— Begin Materials provided —

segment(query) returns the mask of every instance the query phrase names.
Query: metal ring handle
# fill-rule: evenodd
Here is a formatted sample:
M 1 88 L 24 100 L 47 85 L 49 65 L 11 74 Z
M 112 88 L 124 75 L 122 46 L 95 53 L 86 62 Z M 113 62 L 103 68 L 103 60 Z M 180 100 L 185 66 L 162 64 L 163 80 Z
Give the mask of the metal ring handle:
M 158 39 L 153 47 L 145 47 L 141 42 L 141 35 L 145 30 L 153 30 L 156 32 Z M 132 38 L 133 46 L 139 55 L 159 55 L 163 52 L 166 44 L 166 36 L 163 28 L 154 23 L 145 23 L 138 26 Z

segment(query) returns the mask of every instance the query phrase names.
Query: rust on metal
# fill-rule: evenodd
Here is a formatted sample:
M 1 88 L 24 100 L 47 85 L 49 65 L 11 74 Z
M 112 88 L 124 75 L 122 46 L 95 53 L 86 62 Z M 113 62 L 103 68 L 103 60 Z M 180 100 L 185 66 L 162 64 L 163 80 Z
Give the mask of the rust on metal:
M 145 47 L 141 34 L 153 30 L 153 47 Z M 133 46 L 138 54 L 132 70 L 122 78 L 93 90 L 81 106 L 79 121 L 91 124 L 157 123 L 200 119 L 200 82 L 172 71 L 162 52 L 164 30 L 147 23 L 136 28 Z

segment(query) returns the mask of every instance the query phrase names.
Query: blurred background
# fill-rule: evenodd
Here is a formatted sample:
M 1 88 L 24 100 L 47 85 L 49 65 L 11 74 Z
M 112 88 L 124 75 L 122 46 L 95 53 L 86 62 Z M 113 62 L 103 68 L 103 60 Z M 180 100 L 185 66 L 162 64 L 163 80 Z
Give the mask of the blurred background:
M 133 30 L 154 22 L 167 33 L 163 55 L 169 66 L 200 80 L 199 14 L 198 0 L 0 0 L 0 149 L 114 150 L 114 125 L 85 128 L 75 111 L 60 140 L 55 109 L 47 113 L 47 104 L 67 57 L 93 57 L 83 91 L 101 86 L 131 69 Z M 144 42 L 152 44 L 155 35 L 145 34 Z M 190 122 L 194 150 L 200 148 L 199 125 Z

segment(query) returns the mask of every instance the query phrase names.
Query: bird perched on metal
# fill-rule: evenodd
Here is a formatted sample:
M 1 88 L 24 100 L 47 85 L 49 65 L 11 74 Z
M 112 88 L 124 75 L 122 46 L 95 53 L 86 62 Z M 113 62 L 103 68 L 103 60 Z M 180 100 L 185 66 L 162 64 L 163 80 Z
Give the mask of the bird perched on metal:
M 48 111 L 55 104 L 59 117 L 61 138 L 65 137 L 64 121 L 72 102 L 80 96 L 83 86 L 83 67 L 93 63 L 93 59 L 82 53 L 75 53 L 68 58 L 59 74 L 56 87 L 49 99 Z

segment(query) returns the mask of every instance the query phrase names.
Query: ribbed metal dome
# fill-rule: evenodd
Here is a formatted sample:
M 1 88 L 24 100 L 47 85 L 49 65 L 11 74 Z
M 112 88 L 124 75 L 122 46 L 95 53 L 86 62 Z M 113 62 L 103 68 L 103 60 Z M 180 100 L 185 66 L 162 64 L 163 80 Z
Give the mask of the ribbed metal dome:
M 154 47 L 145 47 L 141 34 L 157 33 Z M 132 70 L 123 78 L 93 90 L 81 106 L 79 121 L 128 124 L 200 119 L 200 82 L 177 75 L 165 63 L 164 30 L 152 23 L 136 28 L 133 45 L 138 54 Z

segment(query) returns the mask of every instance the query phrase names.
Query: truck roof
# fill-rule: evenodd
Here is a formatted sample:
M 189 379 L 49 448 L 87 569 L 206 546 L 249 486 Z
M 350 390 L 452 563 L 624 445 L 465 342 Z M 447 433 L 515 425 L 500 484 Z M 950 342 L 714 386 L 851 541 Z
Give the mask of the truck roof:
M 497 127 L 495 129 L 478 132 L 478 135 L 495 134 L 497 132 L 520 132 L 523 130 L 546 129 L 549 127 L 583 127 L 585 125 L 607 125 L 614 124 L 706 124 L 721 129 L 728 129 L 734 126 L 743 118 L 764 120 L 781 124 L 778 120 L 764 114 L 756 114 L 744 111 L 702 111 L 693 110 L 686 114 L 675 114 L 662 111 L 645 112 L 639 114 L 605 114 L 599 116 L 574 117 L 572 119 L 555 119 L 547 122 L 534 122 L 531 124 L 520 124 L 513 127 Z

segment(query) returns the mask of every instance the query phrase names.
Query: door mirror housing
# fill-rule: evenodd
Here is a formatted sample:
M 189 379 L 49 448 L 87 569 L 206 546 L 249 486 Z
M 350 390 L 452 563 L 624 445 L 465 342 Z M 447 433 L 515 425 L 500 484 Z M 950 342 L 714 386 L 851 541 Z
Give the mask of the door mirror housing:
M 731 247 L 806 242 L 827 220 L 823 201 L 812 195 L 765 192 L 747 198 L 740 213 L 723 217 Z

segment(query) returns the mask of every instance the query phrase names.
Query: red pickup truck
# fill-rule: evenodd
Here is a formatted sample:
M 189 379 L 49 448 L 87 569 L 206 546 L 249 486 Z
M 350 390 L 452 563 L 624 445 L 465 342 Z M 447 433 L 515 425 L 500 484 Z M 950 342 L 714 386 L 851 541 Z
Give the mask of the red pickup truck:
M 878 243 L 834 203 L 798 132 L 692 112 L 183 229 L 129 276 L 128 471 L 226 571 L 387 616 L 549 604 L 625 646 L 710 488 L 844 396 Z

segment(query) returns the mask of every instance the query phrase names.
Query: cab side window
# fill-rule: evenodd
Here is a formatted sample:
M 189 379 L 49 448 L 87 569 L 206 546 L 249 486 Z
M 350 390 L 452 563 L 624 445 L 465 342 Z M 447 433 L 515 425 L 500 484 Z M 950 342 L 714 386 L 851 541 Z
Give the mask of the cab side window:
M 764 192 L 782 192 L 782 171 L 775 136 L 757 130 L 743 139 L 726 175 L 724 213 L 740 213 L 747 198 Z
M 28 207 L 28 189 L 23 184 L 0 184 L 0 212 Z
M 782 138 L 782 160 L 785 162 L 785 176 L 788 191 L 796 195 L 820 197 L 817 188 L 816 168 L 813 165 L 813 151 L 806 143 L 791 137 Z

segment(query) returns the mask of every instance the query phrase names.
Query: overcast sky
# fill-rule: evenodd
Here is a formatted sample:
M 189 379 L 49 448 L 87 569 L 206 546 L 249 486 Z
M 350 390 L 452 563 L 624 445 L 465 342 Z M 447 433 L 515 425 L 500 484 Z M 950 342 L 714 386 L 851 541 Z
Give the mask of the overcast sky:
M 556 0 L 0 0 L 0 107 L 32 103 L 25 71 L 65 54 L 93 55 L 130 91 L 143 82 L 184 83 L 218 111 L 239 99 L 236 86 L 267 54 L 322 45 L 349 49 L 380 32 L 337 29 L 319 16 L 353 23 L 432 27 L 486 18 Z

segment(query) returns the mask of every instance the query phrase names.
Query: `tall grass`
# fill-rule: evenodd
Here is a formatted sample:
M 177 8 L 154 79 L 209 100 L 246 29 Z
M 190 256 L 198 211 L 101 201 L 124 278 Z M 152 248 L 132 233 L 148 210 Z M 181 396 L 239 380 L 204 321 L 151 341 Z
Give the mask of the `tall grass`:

— End Materials provided —

Give the entries once more, exactly as they appear.

segment(query) returns the mask of every instance the query phrase names.
Query: metal ring handle
# fill-rule: evenodd
Here is a formatted sample:
M 1 88 L 24 100 L 47 85 L 49 65 L 11 74 Z
M 112 88 L 124 75 L 122 46 L 95 53 L 86 62 Z M 113 62 L 103 68 L 103 60 Z M 180 100 L 185 66 L 162 64 L 163 80 Z
Give the mask of the metal ring handle:
M 158 39 L 153 47 L 145 47 L 141 42 L 141 35 L 145 30 L 153 30 L 156 32 Z M 132 38 L 133 46 L 139 55 L 159 55 L 163 52 L 166 44 L 166 36 L 163 28 L 154 23 L 145 23 L 138 26 Z

segment(query) returns the mask of every instance the query phrase names.
Query: rust on metal
# fill-rule: evenodd
Here is a formatted sample:
M 1 88 L 24 100 L 47 85 L 49 65 L 11 74 Z
M 112 88 L 124 75 L 122 46 L 95 53 L 86 62 Z M 113 62 L 103 68 L 103 60 Z M 180 100 L 185 66 L 162 64 L 163 80 Z
Give the mask of the rust on metal:
M 145 47 L 141 34 L 153 30 L 153 47 Z M 133 46 L 138 54 L 132 70 L 122 78 L 93 90 L 81 106 L 79 121 L 91 124 L 157 123 L 200 119 L 200 82 L 172 71 L 162 52 L 164 30 L 147 23 L 136 28 Z

segment(query) returns the mask of every instance the query phrase names.
Query: blurred background
# fill-rule: evenodd
Here is a formatted sample:
M 1 88 L 24 100 L 47 85 L 49 65 L 11 74 Z
M 112 88 L 124 75 L 122 46 L 95 53 L 86 62 Z M 113 62 L 103 68 L 103 60 Z M 180 100 L 185 66 L 162 64 L 163 80 Z
Give the mask of the blurred background:
M 133 30 L 154 22 L 167 33 L 163 55 L 169 66 L 200 80 L 199 14 L 198 0 L 0 0 L 0 149 L 114 150 L 114 125 L 85 128 L 75 111 L 60 140 L 55 109 L 47 113 L 47 104 L 67 57 L 93 57 L 83 91 L 101 86 L 131 69 Z M 144 42 L 152 44 L 155 35 L 145 34 Z M 190 122 L 194 150 L 200 148 L 199 125 Z

segment(query) returns the mask of every instance the query phrase names.
Query: bird perched on metal
# fill-rule: evenodd
Here is a formatted sample:
M 1 88 L 24 100 L 47 85 L 49 65 L 11 74 Z
M 112 88 L 124 75 L 122 46 L 95 53 L 86 62 Z M 113 62 L 103 68 L 103 60 Z M 180 100 L 185 66 L 162 64 L 163 80 Z
Give the mask of the bird perched on metal:
M 48 111 L 55 104 L 59 117 L 61 138 L 65 137 L 64 121 L 72 102 L 80 96 L 83 86 L 83 67 L 93 63 L 93 59 L 82 53 L 75 53 L 68 58 L 59 74 L 56 87 L 49 99 Z

segment(query) returns the mask of every instance the query phrase names.
Query: ribbed metal dome
# fill-rule: evenodd
Here is a formatted sample:
M 1 88 L 24 100 L 47 85 L 49 65 L 11 74 Z
M 112 88 L 124 75 L 122 46 L 95 53 L 86 62 Z M 113 62 L 103 68 L 103 60 Z M 180 100 L 185 66 L 162 64 L 163 80 Z
Give the mask of the ribbed metal dome:
M 154 47 L 145 47 L 141 34 L 157 33 Z M 132 70 L 123 78 L 93 90 L 81 106 L 79 121 L 128 124 L 200 119 L 200 82 L 177 75 L 165 63 L 164 30 L 152 23 L 136 28 L 133 45 L 138 54 Z

segment(query) returns the mask of every instance the query phrase names.
Query: truck roof
# fill-rule: evenodd
Here is a formatted sample:
M 189 379 L 49 448 L 87 569 L 206 546 L 249 486 Z
M 350 390 L 452 563 L 624 445 L 465 342 Z M 447 433 L 515 425 L 500 484 Z M 950 342 L 714 386 L 851 541 Z
Give the mask of the truck roof:
M 497 127 L 495 129 L 478 132 L 478 135 L 495 134 L 497 132 L 520 132 L 523 130 L 546 129 L 549 127 L 583 127 L 585 125 L 607 125 L 614 124 L 706 124 L 721 129 L 728 129 L 734 126 L 743 118 L 764 120 L 781 124 L 778 120 L 764 114 L 756 114 L 744 111 L 702 111 L 693 110 L 686 114 L 675 114 L 662 111 L 645 112 L 639 114 L 605 114 L 599 116 L 574 117 L 572 119 L 555 119 L 547 122 L 534 122 L 531 124 L 520 124 L 513 127 Z

segment(query) returns the mask of every instance the query phrase names.
Query: door mirror housing
# fill-rule: evenodd
Here is a formatted sample:
M 189 379 L 49 448 L 87 569 L 206 546 L 249 486 Z
M 350 390 L 452 563 L 624 445 L 465 342 Z M 447 433 L 515 425 L 500 484 Z M 950 342 L 714 386 L 851 541 Z
Give the mask of the door mirror housing:
M 731 247 L 806 242 L 827 220 L 823 201 L 812 195 L 765 192 L 747 198 L 740 213 L 723 217 Z

segment(query) returns the mask of every instance the query phrase names.
Query: red pickup truck
# fill-rule: evenodd
Here is a formatted sample:
M 189 379 L 49 448 L 87 569 L 206 546 L 249 486 Z
M 350 390 L 452 563 L 624 445 L 465 342 Z M 447 433 L 515 425 L 500 484 Z M 950 342 L 714 386 L 851 541 Z
Give the mask of the red pickup truck:
M 878 243 L 834 203 L 798 132 L 692 112 L 183 229 L 129 276 L 128 471 L 226 571 L 387 616 L 549 604 L 625 646 L 710 488 L 844 396 Z

segment(query) returns the mask of every instance the query phrase names.
Query: cab side window
# fill-rule: evenodd
Here is a formatted sample:
M 189 379 L 49 448 L 87 569 L 206 546 L 249 486 Z
M 350 390 L 452 563 L 624 445 L 465 342 Z M 447 433 L 515 425 L 500 484 Z M 950 342 L 714 386 L 851 541 Z
Give the mask of the cab side window:
M 764 192 L 782 192 L 782 171 L 775 136 L 757 130 L 743 139 L 726 175 L 724 213 L 740 213 L 747 198 Z
M 28 207 L 28 189 L 23 184 L 0 184 L 0 212 Z
M 782 138 L 782 160 L 785 162 L 785 176 L 788 191 L 796 195 L 820 197 L 817 188 L 816 168 L 813 165 L 813 151 L 806 143 L 791 137 Z

segment(query) returns the mask of every instance the query phrase names.
Query: overcast sky
# fill-rule: evenodd
Here is a formatted sample:
M 189 379 L 49 448 L 87 569 L 206 546 L 249 486 Z
M 350 390 L 452 563 L 624 445 L 465 342 Z M 447 433 L 515 425 L 500 484 Z M 950 342 L 714 386 L 851 541 Z
Give the mask of the overcast sky:
M 556 0 L 0 0 L 0 107 L 32 103 L 25 71 L 65 54 L 93 55 L 130 91 L 143 82 L 184 83 L 218 111 L 239 99 L 236 86 L 267 54 L 322 45 L 349 49 L 380 32 L 337 29 L 319 16 L 353 23 L 432 27 L 486 18 Z

segment(query) returns the mask of every instance the query phrase names.
Query: `tall grass`
# fill-rule: evenodd
Here is a formatted sample:
M 177 8 L 154 79 L 209 100 L 246 29 Z
M 190 256 L 198 211 L 101 201 L 124 278 Z M 152 248 L 132 233 L 148 210 Z M 181 396 L 239 380 L 204 321 L 151 341 Z
Give the mask of the `tall grass`:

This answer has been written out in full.